- [Records shown]
╔══
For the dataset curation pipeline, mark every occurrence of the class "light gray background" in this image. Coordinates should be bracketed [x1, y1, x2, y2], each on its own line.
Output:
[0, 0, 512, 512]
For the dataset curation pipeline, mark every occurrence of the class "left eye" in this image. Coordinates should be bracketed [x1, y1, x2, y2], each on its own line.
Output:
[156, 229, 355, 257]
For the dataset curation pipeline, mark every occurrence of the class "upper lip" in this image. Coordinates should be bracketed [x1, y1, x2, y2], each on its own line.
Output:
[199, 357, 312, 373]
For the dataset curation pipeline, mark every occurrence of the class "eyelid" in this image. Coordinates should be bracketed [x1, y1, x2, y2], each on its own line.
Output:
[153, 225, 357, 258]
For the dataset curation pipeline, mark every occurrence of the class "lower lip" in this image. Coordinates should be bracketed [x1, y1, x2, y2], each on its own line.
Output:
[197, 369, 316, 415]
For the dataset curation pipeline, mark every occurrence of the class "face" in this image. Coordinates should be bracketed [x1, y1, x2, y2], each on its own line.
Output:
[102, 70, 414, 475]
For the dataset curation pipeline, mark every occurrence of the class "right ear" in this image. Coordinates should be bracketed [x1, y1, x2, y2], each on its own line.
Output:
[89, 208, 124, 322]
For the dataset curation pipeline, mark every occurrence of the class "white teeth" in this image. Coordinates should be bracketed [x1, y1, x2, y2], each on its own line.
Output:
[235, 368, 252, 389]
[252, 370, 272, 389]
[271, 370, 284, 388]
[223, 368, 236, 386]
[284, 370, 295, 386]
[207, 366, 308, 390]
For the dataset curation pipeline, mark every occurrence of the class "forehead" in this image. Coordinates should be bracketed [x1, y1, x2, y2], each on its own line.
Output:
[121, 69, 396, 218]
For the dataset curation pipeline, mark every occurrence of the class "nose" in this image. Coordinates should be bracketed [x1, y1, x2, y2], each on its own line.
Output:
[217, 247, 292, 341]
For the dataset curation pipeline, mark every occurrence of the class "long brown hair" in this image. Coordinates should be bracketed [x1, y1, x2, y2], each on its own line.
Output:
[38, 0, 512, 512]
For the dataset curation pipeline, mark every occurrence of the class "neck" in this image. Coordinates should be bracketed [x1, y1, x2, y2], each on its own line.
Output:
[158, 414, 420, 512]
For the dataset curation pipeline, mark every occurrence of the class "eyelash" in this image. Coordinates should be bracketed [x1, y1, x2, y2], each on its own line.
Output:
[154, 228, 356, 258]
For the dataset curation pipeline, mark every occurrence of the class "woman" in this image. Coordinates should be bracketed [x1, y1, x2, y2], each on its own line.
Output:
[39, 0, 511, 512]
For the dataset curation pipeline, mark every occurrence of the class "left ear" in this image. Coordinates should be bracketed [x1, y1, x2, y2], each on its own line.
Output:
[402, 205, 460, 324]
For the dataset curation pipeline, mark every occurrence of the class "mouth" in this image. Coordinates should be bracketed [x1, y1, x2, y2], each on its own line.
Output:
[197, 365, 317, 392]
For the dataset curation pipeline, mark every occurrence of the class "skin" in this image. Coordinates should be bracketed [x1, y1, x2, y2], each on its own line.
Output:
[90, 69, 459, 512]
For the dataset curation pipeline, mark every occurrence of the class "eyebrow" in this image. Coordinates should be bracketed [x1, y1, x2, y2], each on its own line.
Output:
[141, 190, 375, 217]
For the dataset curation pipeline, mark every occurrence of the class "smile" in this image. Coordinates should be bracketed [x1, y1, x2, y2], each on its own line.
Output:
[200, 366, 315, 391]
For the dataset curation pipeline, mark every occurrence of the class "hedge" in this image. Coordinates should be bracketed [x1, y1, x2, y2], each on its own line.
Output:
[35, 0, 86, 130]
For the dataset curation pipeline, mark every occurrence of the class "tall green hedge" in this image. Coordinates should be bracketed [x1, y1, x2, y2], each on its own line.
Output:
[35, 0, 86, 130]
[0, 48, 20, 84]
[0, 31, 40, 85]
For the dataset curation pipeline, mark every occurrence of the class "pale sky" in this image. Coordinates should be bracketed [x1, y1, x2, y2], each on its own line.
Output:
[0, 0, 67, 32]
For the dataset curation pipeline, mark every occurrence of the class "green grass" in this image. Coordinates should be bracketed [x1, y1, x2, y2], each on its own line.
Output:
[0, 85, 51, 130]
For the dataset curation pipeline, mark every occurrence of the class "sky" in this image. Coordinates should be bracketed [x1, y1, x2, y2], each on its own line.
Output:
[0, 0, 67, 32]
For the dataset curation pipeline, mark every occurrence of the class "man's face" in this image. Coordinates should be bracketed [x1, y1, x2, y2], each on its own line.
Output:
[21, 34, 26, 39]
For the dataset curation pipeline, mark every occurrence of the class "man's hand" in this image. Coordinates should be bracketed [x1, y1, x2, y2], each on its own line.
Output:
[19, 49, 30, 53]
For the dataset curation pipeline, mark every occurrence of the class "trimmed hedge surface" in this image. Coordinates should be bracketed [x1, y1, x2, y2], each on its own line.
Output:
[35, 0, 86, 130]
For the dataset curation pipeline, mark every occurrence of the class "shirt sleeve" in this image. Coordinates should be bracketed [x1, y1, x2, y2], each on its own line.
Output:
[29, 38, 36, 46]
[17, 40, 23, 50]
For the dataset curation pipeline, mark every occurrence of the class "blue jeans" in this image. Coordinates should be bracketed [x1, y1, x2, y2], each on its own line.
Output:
╚══
- [The request] Repeat the listing exactly, from its first line to its last.

- [Answer to the exercise]
For the dataset curation pipeline, mark every occurrence of the class "light gray background" in this image. Coordinates should be bracketed [x1, y1, x2, y2], each on its own line.
Output:
[0, 0, 512, 512]
For the dataset curation pipeline, mark every occurrence of the class "left eye" in this image. Coordinates should be bracketed [x1, y1, x2, y2], each on its own line.
Output:
[156, 229, 355, 257]
For the dataset curation pipeline, mark every occurrence of the class "upper lip" in this image. Coordinates should be bracketed [x1, y1, x2, y2], each on its own line.
Output:
[199, 357, 312, 373]
For the dataset curation pipeline, mark every occurrence of the class "eyelid" in this image. Coordinates should be bracketed [x1, y1, x2, y2], each on its own line.
Output:
[153, 225, 357, 258]
For the dataset curation pipeline, mark every occurrence of the class "lower lip" in this image. Coordinates should be bracketed [x1, y1, x2, y2], each on its own line.
Output:
[197, 369, 316, 415]
For the dataset curation pipeline, mark every occurrence of the class "face" in this image. Coordinates should be bracketed [x1, y1, x2, y2], each on its own line.
Output:
[102, 70, 414, 475]
For the dataset curation pipeline, mark every occurrence of the class "right ear" in this image. Coordinates should be bracketed [x1, y1, x2, y2], each on its own line.
Output:
[89, 208, 124, 322]
For the dataset curation pipeline, mark every occurrence of the class "white teeth" in this image. Coordinates should be bracketed [x1, y1, x2, y2], each on its own line.
Output:
[235, 368, 252, 389]
[252, 370, 272, 389]
[271, 370, 284, 388]
[223, 368, 236, 386]
[284, 370, 295, 386]
[207, 366, 308, 390]
For the dataset curation pipeline, mark every occurrence of the class "forehead" in this image. Coordinates should be bracketed [x1, y1, x2, y2], each on its own line.
Output:
[121, 69, 396, 218]
For the dataset curation pipeline, mark every occurrence of the class "nose" in this image. Coordinates should be bracketed [x1, y1, x2, y2], each on its own line.
Output:
[217, 247, 292, 341]
For the dataset curation pipeline, mark every occurrence of the class "long brown hair" in this image. Coordinates should be bracketed [x1, y1, x2, y2], each on its own line.
Output:
[38, 0, 512, 512]
For the dataset curation pipeline, mark every occurrence of the class "neck" in this image. Coordinates should be bracketed [x1, y1, x2, y2], each on its own line.
Output:
[158, 414, 420, 512]
For the dataset curation pipeline, mark every occurrence of the class "eyelash" in this image. Coordinates should be bracketed [x1, y1, x2, y2], each on its own line.
Output:
[154, 228, 356, 258]
For the dataset curation pipeline, mark every occurrence of the class "woman" in this image. Coordinates should be bracketed [x1, y1, x2, y2], each on its own line.
Output:
[39, 0, 511, 512]
For the dataset curation pipeline, mark every occurrence of the class "left ear" in this image. Coordinates should be bracketed [x1, y1, x2, y2], each on its own line.
Output:
[402, 205, 460, 324]
For the dataset curation pipeline, mark every occurrence of the class "mouth" in this image. Coordinates should be bracketed [x1, y1, x2, y2], each on its own line.
Output:
[197, 365, 317, 392]
For the dataset curation pipeline, mark every occurrence of the class "skin" in this image. Coordinates should be bracketed [x1, y1, x2, y2], each on its own line.
Output:
[90, 69, 459, 512]
For the dataset curation pipeline, mark every occurrence of the class "eyebrow" in this image. Coordinates should be bracketed [x1, y1, x2, y2], each on its own line.
Output:
[141, 190, 375, 217]
For the dataset curation pipeline, mark every occurrence of the class "smile" in this image. Coordinates should be bracketed [x1, y1, x2, y2], each on its own line.
Output:
[200, 366, 315, 391]
For the dataset curation pipeline, mark every occurrence of the class "hedge" in this image. Coordinates should be bracketed [x1, y1, x2, y2], each on its own line.
Output:
[35, 0, 86, 130]
For the dataset curation pipeline, mark every occurrence of the class "tall green hedge" in this image. Coordinates should be bracketed [x1, y1, x2, y2], each on its own line.
Output:
[35, 0, 86, 130]
[0, 48, 20, 84]
[0, 31, 40, 85]
For the dataset curation pipeline, mark every occurrence of the class "pale sky" in this image. Coordinates should be bracketed [x1, y1, x2, y2], each on its own line.
Output:
[0, 0, 67, 32]
For the dataset curation pipeline, mark every occurrence of the class "green grass" in this image. Coordinates should be bracketed [x1, y1, x2, y2], each on its own line.
Output:
[0, 85, 51, 130]
For the dataset curation pipeline, mark every occurrence of the class "sky" in this image. Coordinates should be bracketed [x1, y1, x2, y2], each on its own line.
Output:
[0, 0, 67, 32]
For the dataset curation pipeline, mark every occurrence of the class "man's face" in this image. Coordinates should be bracketed [x1, y1, x2, y2], each on its own line.
Output:
[21, 34, 26, 39]
For the dataset curation pipeline, mark every occurrence of the class "man's hand" in this image. Coordinates should be bracketed [x1, y1, x2, y2], each on its own line.
Output:
[19, 49, 30, 53]
For the dataset curation pipeline, mark every occurrence of the class "trimmed hedge surface" in this image. Coordinates should be bracketed [x1, y1, x2, y2], each on its own line.
Output:
[35, 0, 86, 130]
For the dataset curation pipeline, mark every occurrence of the class "shirt sleeve" in this image. Coordinates should be bracketed [x1, y1, x2, y2], each on its own line.
Output:
[29, 38, 36, 46]
[17, 40, 23, 50]
For the dataset curation pipeline, mark every occurrence of the class "blue jeans" in this image. Coordinates should be bracketed [x1, y1, x2, y2], each on its own line.
Output:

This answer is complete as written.